··· Data for the task

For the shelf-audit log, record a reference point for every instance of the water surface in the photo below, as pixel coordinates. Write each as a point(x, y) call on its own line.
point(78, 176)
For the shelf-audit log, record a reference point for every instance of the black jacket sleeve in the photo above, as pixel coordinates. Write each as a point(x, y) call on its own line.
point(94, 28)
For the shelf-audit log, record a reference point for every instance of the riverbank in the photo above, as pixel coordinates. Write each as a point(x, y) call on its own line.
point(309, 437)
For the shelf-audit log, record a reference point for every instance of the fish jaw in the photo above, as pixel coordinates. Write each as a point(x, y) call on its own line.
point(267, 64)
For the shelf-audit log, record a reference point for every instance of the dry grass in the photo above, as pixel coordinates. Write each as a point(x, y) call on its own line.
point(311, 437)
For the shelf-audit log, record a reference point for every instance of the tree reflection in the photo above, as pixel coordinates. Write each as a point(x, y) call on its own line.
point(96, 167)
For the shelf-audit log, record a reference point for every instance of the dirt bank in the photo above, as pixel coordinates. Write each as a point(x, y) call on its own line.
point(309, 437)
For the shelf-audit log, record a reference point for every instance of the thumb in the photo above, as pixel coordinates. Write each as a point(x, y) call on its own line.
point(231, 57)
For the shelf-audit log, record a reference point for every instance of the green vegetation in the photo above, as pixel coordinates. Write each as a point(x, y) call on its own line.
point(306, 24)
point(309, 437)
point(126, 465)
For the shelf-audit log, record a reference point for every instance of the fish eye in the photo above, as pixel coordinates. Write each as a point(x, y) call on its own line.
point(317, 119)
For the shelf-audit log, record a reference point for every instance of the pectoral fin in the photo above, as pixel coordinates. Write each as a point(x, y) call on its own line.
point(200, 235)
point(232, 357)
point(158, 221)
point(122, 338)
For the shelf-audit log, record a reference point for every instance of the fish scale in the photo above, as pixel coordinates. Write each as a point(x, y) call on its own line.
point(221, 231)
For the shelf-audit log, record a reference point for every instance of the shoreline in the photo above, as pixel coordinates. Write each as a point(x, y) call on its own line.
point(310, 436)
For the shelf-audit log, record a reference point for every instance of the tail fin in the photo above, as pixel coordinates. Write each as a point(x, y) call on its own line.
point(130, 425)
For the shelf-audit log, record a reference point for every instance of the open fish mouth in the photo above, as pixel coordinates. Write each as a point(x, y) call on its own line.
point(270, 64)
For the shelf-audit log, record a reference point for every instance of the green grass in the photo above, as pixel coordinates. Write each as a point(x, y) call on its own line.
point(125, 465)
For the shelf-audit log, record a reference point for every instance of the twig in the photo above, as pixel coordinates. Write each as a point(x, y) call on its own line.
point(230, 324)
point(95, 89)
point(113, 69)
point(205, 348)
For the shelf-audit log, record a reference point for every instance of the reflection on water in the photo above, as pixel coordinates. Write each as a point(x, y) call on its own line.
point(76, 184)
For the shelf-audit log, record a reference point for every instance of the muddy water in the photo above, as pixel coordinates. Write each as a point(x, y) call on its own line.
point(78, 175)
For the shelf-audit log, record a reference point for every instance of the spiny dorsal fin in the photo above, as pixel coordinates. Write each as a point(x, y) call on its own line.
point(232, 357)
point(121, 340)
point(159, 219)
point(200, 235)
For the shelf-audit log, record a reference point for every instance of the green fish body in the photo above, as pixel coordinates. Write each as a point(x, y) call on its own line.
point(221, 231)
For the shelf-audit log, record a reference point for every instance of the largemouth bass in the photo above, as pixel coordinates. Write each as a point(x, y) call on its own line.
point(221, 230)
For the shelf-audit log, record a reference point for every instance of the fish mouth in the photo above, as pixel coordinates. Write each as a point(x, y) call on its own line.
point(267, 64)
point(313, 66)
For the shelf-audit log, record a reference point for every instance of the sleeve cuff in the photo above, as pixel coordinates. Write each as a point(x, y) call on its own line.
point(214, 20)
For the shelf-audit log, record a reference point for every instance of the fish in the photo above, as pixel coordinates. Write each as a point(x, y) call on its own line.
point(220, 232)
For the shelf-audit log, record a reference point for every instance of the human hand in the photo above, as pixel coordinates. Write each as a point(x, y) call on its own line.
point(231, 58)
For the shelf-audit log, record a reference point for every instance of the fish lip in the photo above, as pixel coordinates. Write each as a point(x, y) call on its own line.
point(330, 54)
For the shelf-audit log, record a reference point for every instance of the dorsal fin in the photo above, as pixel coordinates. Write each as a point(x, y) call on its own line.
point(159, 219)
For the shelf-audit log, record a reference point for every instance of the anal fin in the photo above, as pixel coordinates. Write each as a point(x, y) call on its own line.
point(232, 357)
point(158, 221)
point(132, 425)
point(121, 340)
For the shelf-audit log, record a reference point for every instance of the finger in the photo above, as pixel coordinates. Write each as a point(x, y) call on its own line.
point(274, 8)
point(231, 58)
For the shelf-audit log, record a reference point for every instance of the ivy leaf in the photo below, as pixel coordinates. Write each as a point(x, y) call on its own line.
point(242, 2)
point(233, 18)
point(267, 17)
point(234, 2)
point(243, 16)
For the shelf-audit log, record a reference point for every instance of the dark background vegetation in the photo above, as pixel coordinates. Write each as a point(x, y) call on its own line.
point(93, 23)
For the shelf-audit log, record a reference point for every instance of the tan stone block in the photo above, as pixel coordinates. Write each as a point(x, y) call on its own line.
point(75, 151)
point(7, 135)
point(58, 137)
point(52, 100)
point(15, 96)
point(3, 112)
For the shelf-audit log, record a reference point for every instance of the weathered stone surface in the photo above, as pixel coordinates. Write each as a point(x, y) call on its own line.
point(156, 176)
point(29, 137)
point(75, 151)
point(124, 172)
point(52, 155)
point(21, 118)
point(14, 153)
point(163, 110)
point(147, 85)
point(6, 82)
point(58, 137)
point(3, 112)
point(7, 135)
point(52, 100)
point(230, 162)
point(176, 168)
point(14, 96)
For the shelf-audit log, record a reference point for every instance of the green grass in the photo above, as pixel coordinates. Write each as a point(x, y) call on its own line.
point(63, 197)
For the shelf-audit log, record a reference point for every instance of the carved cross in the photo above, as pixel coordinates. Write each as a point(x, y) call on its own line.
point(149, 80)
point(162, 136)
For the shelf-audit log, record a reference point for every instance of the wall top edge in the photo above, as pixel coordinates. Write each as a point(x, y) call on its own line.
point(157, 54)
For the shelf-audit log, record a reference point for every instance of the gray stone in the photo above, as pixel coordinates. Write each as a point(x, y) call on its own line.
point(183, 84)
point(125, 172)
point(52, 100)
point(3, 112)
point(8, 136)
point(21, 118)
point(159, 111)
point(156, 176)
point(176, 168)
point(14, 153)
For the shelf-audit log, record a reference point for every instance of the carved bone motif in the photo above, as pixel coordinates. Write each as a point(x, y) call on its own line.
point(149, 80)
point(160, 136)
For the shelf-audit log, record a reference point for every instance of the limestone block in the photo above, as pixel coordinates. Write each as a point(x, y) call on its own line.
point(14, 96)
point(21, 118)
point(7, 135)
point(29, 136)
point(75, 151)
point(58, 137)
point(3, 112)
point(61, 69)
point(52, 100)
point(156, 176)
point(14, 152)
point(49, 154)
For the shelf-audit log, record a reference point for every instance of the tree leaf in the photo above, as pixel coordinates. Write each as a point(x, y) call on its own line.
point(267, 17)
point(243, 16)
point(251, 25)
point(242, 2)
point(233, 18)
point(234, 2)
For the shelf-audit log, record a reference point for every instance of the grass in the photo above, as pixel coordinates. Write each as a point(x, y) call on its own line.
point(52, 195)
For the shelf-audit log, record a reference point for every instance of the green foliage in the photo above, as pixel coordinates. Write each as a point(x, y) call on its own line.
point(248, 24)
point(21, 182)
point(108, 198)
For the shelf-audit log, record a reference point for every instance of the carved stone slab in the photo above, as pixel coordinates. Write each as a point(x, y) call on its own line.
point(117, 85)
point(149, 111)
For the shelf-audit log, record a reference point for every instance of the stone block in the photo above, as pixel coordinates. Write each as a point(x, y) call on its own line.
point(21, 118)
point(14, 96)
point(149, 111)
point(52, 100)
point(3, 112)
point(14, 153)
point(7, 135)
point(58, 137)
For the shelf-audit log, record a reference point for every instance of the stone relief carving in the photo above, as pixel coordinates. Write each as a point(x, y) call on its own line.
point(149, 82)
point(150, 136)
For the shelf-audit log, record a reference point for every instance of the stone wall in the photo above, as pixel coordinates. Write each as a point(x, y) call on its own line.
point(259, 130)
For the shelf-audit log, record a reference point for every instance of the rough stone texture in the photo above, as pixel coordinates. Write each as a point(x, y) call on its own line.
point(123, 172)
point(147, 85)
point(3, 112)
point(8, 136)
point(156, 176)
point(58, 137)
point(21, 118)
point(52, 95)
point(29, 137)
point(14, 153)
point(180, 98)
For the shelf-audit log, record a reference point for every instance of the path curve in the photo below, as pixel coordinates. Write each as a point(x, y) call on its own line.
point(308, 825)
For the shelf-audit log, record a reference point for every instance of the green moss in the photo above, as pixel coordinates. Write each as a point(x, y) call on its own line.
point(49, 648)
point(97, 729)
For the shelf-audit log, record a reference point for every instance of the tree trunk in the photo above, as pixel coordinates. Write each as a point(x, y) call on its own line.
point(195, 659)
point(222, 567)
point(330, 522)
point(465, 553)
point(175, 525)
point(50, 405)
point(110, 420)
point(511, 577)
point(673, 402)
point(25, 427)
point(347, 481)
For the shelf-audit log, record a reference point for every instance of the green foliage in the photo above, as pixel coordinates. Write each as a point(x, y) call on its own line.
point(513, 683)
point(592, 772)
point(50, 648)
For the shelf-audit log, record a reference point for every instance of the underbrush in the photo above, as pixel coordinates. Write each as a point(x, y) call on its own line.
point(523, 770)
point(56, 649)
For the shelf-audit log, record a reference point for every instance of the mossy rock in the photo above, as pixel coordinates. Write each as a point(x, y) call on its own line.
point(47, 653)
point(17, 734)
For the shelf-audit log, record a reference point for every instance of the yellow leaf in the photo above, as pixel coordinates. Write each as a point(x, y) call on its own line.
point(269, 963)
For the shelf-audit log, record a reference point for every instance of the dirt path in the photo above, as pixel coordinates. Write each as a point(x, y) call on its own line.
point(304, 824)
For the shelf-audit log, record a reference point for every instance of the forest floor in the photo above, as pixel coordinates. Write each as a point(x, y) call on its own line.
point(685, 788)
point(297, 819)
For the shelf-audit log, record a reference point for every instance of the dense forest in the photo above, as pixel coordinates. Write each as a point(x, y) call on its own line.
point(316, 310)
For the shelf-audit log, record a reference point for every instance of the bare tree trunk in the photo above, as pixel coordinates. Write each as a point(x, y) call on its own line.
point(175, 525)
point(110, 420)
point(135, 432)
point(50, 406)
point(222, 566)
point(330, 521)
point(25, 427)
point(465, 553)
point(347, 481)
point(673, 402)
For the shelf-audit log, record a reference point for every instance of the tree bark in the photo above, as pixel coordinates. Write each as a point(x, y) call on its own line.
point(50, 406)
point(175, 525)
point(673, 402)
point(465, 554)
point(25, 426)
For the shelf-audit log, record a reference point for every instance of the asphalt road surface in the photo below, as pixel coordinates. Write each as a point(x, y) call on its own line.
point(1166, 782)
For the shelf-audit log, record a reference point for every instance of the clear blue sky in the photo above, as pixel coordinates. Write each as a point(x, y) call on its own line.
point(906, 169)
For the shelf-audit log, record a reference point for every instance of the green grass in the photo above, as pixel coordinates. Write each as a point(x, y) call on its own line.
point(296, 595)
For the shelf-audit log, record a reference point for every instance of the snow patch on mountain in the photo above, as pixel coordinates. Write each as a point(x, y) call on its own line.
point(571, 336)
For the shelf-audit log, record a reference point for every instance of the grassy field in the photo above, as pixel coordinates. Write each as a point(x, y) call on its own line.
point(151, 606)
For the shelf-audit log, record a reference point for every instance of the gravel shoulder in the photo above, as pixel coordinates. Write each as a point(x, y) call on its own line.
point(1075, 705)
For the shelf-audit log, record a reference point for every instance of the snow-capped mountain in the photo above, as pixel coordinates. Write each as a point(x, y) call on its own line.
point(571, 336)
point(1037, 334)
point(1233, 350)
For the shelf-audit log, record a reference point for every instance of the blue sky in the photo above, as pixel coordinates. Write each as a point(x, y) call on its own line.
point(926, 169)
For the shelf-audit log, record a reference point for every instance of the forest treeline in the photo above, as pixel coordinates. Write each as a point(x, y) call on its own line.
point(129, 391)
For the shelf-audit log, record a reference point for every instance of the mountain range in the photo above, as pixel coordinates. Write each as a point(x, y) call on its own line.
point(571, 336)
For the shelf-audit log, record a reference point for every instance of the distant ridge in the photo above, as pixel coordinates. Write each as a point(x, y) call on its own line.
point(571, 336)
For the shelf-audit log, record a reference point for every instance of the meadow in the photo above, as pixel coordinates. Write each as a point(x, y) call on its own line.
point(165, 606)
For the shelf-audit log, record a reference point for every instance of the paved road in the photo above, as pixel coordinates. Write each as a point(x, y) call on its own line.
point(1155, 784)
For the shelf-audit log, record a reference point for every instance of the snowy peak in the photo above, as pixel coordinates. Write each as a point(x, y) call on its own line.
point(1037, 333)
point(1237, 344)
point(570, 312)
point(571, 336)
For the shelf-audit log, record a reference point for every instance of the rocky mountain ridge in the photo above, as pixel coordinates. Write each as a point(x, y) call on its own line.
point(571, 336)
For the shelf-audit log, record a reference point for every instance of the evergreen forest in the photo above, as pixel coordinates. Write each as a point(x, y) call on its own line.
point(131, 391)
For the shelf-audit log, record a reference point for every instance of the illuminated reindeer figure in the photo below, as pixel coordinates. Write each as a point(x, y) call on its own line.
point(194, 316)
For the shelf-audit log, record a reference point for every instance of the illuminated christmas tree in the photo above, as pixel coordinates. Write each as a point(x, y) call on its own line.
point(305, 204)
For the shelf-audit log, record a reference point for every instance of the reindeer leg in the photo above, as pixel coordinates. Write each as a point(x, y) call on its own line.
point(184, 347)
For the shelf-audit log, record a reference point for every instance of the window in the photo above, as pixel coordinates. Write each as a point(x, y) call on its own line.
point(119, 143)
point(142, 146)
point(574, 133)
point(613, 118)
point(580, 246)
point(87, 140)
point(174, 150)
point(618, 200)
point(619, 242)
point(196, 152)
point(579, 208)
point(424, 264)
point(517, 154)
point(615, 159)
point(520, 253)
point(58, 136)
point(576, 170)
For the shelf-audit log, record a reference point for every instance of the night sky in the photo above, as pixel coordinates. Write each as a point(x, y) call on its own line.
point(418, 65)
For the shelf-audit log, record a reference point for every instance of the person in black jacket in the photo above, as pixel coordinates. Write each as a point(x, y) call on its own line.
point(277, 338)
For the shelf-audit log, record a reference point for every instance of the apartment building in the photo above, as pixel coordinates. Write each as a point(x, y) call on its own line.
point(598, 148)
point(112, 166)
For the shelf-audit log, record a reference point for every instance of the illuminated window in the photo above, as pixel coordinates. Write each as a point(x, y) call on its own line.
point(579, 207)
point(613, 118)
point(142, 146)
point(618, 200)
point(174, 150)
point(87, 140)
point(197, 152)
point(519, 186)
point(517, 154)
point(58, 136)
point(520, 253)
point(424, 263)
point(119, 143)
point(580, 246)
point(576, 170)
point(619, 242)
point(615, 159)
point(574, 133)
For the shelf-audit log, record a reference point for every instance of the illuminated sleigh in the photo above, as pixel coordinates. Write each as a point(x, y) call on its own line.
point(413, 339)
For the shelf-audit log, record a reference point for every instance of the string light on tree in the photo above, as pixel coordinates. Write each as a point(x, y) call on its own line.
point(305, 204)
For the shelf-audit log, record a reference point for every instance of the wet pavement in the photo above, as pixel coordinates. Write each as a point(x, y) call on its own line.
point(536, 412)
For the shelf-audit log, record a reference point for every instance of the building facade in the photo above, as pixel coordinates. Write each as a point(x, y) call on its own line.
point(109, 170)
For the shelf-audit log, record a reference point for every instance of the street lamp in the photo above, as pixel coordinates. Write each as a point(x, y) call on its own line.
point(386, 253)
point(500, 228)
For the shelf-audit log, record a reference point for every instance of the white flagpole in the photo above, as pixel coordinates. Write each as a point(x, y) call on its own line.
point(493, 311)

······

Written task: Reproduce, word for word, only the lines from the one that contains "the illuminated sleigh" through the final line.

Result:
For the shelf-audit log, record a reference point for every instance of the illuminated sleigh in the photo above, as pixel coordinates. Write each as a point(x, y) call on its own line.
point(413, 339)
For the shelf-audit log, record a reference point for every instance of the string light on tree in the photo above, as pixel coordinates. Write each as a point(x, y) call on its own line.
point(305, 204)
For the shelf-audit log, record a reference point for every instance of the wet pavement in the photo above, as pixel coordinates. Write each as a point(x, y) call on its own line.
point(536, 412)
For the shelf-audit log, record a reference point for every instance of the building facade in the photo above, as pixel coordinates. Write each as a point(x, y) call on its own line.
point(109, 170)
For the shelf-audit log, record a reference point for every instance of the street lamp in the photo above, as pixel coordinates. Write each as a point(x, y) call on its own line.
point(386, 253)
point(500, 228)
For the shelf-audit log, record a reference point for every instance of the white flagpole in the photo above, as pixel coordinates. Write each as a point(x, y) call on its own line.
point(493, 311)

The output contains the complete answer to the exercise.